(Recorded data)

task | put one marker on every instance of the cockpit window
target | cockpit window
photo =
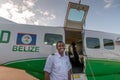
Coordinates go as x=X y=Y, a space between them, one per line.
x=52 y=39
x=76 y=15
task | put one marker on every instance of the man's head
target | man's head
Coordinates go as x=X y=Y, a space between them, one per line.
x=60 y=46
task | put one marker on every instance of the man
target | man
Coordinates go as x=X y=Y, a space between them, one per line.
x=58 y=65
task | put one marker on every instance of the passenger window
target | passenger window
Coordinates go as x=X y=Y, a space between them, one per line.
x=108 y=44
x=93 y=43
x=52 y=39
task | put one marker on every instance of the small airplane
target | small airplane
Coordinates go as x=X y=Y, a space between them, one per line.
x=96 y=55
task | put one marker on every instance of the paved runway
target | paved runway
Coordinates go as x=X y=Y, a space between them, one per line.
x=14 y=74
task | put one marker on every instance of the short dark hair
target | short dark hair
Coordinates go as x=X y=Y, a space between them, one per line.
x=59 y=42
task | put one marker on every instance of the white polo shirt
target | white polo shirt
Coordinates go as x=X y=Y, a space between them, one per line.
x=58 y=66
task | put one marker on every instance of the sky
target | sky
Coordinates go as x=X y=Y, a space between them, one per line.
x=103 y=15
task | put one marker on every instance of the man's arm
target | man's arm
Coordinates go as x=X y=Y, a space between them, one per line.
x=47 y=76
x=69 y=75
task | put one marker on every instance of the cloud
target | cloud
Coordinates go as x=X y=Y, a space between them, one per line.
x=24 y=12
x=108 y=3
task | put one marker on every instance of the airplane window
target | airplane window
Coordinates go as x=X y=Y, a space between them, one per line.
x=52 y=39
x=93 y=43
x=108 y=44
x=76 y=15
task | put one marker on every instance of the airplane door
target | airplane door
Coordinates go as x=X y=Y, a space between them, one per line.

> _What to produce_
All the records need to be repeated exactly, with the images dropped.

> _Correct response_
task | put one marker on every instance of the cockpit window
target | cockpit window
photo =
Coordinates go as x=X y=Y, a space between them, one per line.
x=52 y=39
x=76 y=15
task | put one marker on every instance of the man's head
target | man's head
Coordinates go as x=X y=Y, a space between them, one per line.
x=60 y=46
task | put one marker on every instance of the man
target | man
Coordinates go as x=X y=Y, a space between them, one per line.
x=58 y=65
task | put one marker on every instance of the passenger window
target | passenger window
Coordinates go as x=X y=Y, a space between them, one per line.
x=108 y=44
x=93 y=43
x=52 y=39
task | put one marker on every instance of the small airplane
target | small airplane
Coordinates go as x=X y=Y, a space between them, one per line.
x=96 y=55
task | put one marker on every instance of the paved runway
target | paved runway
Coordinates go as x=X y=Y, a space between them, one per line.
x=14 y=74
task | put one marker on every instance of the short dark hair
target | short dark hair
Coordinates go as x=X y=Y, a space between them, one per line.
x=59 y=42
task | put one marker on every instance of the white polo shirt
target | white polo shirt
Coordinates go as x=X y=Y, a space between them, one per line.
x=58 y=66
task | put one marker on every instance of the sky
target | sky
Coordinates go as x=X y=Y, a space between them, one per line.
x=103 y=15
task | put one marker on every instance of the man's arm
target | man's arm
Coordinates go as x=X y=Y, a space between them, one per line.
x=47 y=76
x=69 y=75
task | put one marker on every instance of the cloud
target | cloud
Coordinates go as x=X y=Y, a space between them, one per line.
x=24 y=12
x=108 y=3
task | put one marker on every instance of the airplane window
target | airplane window
Coordinates go as x=X y=Y, a space between them, one per line.
x=52 y=39
x=93 y=43
x=108 y=44
x=76 y=15
task | put one marker on every instance of the airplane door
target | airplane door
Coordinates go as x=X y=Y, a space between them, one per line.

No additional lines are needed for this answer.